Aufgabe a
Gib den Teil der Datensätze, der mit der Zeile beginnt, die „example: [103, 288]“ enthält, und bis zum Ende der Datensätze reicht, als Markdown-Tabelle mit den Spalten „Nr“ und „Zeile“ wieder. Leerzeilen lässt du dabei weg.

Vorgegebener Text
----
Wenn die Gentlemen im viktorianischen Club auf Mädchenjagd gehen

Xl_17103_rigoletto_khp__dsc9761_matthias_jung © Copyright Foto: Matthias Jung

Rigoletto Giuseppe Verdi Besuch am 20. September 2025 Premiere

Aalto Musiktheater Essen

Wenn die Gentlemen im viktorianischen Club auf Mädchenjagd gehen

Giuseppe Verdis Melodramma in Zusammenarbeit mit seinem Librettisten Francesco Maria Piave nach Victor Hugos Skandalstück Le roi s’amuse verlangt seiner politischen und psychologischen Substanz wegen nach einem klugen feinsinnigen Regiekonzept. Er habe, schreibt der Komponist zwei Jahre nach der Uraufführung des Werks 1851 in Venedig, an seinen Freund Cesare de Sanctis, einen „neuen, großen, schönen, abwechslungsreifen Stoff“ auf die Bühne bringen können, „kühn bis zum äußersten“. Was Kateryna Sokolova jetzt im Aalto Musiktheater auf die Bühne bringt, mag durchaus kühn genannt werden. Doch der Preis für ihren feministischen Ansatz, den sie wählt, ist hoch.

Sie dekonstruiert die Originalvorlage zugunsten eines monolithischen Regieeinfalls, der das Ganze nicht trägt und sich in mehr und mehr verwirrenden Personenbeziehungen erschöpft. Wäre da nicht der insgesamt großartige musikalische Eindruck, ließe sich von einem verschenkten Abend sprechen.
----
Ausgelesene Datensätze
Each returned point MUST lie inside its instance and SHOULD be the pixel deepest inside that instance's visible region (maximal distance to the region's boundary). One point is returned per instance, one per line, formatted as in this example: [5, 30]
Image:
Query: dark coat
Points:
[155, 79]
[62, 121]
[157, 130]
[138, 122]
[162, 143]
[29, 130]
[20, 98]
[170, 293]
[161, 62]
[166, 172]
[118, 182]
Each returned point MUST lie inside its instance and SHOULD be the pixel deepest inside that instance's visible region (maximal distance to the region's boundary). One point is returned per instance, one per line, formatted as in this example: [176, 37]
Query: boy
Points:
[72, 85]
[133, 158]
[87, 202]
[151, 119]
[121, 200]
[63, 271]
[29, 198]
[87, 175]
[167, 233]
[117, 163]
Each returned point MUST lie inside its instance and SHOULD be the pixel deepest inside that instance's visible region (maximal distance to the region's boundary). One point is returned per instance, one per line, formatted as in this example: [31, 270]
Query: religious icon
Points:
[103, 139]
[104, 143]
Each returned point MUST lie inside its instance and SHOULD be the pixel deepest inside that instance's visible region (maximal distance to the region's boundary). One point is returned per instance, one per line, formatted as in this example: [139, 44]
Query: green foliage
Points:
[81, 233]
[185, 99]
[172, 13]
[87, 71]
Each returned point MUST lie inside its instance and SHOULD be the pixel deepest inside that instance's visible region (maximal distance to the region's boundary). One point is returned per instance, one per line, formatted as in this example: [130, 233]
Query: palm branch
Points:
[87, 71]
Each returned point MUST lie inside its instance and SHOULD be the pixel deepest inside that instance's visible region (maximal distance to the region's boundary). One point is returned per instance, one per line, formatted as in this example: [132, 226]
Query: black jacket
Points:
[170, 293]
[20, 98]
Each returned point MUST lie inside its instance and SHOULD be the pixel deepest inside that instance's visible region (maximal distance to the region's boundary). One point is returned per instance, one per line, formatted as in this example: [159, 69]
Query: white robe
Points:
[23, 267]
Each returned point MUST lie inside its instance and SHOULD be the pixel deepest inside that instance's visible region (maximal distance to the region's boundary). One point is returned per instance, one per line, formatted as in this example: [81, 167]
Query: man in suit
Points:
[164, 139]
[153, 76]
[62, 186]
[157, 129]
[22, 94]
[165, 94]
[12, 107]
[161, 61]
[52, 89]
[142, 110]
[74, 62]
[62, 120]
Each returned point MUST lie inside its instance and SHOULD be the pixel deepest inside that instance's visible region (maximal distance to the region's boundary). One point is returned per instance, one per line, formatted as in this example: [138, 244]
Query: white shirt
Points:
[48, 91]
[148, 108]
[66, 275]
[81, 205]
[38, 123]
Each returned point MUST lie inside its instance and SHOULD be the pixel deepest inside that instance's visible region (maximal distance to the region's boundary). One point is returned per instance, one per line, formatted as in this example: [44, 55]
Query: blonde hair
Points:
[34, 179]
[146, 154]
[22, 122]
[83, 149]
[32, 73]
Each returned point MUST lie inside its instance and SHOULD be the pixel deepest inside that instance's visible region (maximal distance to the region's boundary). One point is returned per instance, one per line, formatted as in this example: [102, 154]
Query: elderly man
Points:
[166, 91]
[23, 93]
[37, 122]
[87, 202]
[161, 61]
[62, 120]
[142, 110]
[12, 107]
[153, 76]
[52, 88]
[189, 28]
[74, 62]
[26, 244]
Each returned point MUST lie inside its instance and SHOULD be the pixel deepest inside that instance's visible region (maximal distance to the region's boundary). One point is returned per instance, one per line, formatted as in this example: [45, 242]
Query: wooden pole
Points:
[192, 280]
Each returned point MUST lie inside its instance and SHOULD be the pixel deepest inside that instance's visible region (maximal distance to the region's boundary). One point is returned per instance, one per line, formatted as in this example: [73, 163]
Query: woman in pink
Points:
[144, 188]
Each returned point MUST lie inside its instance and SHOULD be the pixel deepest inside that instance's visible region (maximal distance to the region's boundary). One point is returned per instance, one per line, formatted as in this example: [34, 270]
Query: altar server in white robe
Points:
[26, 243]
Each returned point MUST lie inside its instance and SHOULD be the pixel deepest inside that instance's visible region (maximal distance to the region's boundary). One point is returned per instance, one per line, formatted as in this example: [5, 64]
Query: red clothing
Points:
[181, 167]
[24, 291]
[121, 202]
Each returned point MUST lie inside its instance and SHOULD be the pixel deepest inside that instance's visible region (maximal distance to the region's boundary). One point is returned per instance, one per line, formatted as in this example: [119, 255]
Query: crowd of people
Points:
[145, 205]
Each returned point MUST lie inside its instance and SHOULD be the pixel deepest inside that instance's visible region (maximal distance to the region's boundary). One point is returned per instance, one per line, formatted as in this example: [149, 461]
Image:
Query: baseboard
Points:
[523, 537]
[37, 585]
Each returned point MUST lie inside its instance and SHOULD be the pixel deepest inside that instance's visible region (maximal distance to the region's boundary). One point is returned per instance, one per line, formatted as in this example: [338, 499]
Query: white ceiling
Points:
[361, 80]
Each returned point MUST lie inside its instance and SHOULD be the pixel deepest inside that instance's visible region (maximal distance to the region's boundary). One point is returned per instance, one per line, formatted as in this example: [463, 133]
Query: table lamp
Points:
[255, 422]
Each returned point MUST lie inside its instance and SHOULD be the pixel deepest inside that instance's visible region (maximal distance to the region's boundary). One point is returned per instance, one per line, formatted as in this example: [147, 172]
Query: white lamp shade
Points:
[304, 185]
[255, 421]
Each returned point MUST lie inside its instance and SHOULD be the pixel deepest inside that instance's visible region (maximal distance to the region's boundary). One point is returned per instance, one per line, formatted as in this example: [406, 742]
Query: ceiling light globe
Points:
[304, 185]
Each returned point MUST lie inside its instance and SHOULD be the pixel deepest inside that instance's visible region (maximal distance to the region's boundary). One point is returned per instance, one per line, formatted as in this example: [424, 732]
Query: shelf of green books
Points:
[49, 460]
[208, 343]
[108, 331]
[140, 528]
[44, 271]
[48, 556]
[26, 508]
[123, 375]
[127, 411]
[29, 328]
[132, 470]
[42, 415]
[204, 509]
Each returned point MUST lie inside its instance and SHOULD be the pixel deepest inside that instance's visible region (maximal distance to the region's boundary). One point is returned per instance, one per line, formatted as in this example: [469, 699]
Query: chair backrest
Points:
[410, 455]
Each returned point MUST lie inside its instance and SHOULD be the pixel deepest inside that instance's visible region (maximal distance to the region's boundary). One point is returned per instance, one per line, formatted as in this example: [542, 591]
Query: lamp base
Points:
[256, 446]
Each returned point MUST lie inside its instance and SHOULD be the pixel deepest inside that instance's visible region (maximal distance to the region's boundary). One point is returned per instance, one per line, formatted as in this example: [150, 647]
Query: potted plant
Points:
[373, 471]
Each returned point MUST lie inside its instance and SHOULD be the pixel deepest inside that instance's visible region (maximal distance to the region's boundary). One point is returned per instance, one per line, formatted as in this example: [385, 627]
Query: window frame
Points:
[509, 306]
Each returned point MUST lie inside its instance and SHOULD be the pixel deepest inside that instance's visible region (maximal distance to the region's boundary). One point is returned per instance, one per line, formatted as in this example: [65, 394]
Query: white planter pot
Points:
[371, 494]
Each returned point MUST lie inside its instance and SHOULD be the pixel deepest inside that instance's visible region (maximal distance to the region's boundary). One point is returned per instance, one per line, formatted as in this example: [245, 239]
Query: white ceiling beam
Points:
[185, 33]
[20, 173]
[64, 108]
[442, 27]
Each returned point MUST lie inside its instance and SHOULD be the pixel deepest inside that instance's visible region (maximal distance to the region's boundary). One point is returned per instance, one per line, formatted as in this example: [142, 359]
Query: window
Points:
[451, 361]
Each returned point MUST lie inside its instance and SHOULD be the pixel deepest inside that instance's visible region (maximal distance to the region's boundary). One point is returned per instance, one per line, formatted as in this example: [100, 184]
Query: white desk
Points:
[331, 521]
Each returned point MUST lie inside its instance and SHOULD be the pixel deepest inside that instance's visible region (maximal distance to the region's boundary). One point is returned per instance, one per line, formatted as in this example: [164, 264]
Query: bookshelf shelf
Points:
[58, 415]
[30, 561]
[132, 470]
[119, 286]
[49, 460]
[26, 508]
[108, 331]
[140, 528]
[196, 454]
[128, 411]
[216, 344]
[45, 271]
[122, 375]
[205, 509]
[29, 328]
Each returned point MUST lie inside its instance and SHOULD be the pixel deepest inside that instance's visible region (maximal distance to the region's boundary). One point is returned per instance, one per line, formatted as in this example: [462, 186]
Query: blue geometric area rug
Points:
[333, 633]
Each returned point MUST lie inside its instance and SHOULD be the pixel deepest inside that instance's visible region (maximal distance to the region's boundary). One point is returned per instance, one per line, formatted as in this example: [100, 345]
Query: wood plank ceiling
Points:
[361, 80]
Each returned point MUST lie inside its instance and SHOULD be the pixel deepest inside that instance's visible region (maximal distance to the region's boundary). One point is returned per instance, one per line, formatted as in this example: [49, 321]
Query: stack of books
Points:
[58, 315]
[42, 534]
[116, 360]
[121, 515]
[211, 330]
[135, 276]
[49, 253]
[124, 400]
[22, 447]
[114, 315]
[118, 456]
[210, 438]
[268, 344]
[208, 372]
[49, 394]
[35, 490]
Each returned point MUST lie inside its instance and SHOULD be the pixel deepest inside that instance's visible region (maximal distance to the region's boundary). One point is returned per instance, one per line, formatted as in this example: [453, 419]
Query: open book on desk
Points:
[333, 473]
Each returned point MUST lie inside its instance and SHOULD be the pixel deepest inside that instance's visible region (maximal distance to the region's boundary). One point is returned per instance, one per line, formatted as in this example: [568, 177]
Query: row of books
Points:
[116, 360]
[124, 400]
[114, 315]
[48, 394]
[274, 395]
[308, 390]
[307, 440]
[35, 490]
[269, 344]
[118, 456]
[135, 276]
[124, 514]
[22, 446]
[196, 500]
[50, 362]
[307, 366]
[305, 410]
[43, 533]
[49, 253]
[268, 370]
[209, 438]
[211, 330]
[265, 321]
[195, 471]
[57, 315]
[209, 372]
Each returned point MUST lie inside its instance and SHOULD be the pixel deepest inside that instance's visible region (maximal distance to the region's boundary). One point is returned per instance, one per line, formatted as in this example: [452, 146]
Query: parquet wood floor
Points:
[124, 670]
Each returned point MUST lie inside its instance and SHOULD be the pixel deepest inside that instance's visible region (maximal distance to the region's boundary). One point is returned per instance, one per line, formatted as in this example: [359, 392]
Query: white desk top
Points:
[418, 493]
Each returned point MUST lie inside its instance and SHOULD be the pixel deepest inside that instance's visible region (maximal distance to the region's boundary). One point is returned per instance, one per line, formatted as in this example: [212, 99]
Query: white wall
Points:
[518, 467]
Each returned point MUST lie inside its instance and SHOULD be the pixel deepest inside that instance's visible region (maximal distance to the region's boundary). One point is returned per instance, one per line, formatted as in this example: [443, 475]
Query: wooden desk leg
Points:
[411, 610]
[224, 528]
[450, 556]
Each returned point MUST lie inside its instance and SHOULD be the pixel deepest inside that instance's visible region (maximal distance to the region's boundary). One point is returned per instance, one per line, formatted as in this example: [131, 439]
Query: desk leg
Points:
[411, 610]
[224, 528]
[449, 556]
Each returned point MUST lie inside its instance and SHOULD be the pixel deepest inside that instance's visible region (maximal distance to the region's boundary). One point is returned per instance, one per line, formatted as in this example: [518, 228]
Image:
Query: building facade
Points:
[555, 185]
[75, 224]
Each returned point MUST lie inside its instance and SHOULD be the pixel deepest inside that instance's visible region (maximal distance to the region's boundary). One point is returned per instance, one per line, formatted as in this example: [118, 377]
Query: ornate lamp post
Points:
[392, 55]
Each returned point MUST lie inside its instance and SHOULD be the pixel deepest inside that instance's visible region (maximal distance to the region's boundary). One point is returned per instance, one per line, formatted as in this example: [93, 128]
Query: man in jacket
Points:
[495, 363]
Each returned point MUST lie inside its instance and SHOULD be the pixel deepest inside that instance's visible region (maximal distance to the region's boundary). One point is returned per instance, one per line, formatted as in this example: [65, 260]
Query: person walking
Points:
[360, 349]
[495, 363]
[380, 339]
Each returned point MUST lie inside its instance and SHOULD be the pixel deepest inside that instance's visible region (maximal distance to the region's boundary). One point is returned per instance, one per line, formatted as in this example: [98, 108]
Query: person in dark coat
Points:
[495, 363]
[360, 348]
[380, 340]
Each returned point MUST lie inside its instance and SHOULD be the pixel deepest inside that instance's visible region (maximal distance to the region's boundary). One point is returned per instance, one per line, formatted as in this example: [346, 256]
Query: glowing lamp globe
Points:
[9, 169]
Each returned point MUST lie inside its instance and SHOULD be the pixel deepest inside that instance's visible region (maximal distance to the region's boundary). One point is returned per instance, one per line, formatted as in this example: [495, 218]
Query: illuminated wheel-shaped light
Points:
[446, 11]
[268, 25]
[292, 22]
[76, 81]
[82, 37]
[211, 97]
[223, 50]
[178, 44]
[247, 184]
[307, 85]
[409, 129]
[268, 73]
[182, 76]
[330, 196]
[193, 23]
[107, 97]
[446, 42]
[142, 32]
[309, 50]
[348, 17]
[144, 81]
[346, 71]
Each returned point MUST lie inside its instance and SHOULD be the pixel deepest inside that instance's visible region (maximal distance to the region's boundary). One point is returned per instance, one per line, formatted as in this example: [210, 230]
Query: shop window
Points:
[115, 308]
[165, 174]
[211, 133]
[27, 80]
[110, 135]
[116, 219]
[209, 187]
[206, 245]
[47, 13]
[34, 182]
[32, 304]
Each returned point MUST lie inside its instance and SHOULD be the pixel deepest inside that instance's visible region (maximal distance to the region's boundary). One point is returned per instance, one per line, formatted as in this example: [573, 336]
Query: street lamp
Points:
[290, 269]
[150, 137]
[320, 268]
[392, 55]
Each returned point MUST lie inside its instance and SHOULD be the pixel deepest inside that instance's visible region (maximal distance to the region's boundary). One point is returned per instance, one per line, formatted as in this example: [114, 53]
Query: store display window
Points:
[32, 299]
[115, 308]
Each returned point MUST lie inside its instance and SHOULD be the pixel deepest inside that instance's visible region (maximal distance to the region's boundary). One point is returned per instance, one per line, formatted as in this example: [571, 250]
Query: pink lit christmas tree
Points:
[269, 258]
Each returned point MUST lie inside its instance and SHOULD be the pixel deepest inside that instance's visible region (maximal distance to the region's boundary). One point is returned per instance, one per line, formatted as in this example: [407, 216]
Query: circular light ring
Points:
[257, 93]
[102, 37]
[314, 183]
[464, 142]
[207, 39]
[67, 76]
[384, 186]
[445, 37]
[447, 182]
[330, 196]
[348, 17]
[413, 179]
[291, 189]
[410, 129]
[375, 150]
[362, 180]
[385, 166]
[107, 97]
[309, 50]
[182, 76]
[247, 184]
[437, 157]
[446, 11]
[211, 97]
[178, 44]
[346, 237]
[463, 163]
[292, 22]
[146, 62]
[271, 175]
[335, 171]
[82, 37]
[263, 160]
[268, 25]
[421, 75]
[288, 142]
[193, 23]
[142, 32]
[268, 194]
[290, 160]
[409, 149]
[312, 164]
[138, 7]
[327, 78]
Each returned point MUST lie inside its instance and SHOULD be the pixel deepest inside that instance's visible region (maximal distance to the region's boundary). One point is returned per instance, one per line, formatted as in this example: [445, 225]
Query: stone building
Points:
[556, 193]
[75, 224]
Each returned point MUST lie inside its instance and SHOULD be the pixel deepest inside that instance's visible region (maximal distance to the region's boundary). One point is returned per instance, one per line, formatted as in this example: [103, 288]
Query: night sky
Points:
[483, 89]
----
Aufgabe b
Schreib die Kritik zur Essener „Rigoletto“-Inszenierung im Anschluss an ihren letzten Satz weiter.

Lösung a
| Nr | Zeile |
|---|---|
| 1 | Each returned point MUST lie inside its instance and SHOULD be the pixel deepest inside that instance's visible region (maximal distance to the region's boundary). One point is returned per instance, one per line, formatted as in this example: [103, 288] |
| 2 | Query: night sky |
| 3 | Points: |
| 4 | [483, 89] |

Lösung b
Venedig gehört nach dem Scheitern der Revolution von 1848/49 wieder zur Habsburg-Monarchie. Hugos Abrechnung mit dem Wüstling Franz I. wollen die Zensoren nicht dulden. Ein Monarch als Titelheld eines destruktiven Sittendramas ist für sie undenkbar. So wird aus dem König von Frankreich der Herzog eines kleinen fiktiven Fürstentums, aus dessen buckligem Hofnarr Triboulet Rigoletto. Der skrupellose Intimus seines absolutistischen Herrn verspottet gnadenlos die diversen Opfer von Gewalttaten des Duca, vor allem an Frauen und Mädchen, die er dem Wüstling auf dem Thron zuführt. Dies ist freilich nur die eine Seite des Außenseiters in der höfischen Gesellschaft. Sieht er doch sich selbst in der Illusion einer ‚reinen‘ Eigenwelt. In dieser unternimmt er alles, seine Privatsphäre und damit Gilda, seine Tochter, aus dem Dreck heraushalten zu können, den er mit Wonne in aller Öffentlichkeit bedient.

Zum zweiten Mal nach Stiffelio ein Jahr zuvor lässt Verdi seine tiefe Zuneigung für Menschen erkennen, die von gesellschaftlichen Konventionen ausgegrenzt werden. Will eine Inszenierung die tiefe menschliche Wahrheit und die dramatischen Spannungen im Beziehungsgeflecht der Handelnden aufzeigen, muss sie insbesondere das Doppelleben, die Doppelbödigkeit der Titelfigur zur Geltung bringen. Die Spaltung einer Persönlichkeit, deren Ursachen primär in ihrer physischen Missgestalt und der daraus resultierenden Feindseligkeit gegenüber ihrer sozialen Umwelt liegen.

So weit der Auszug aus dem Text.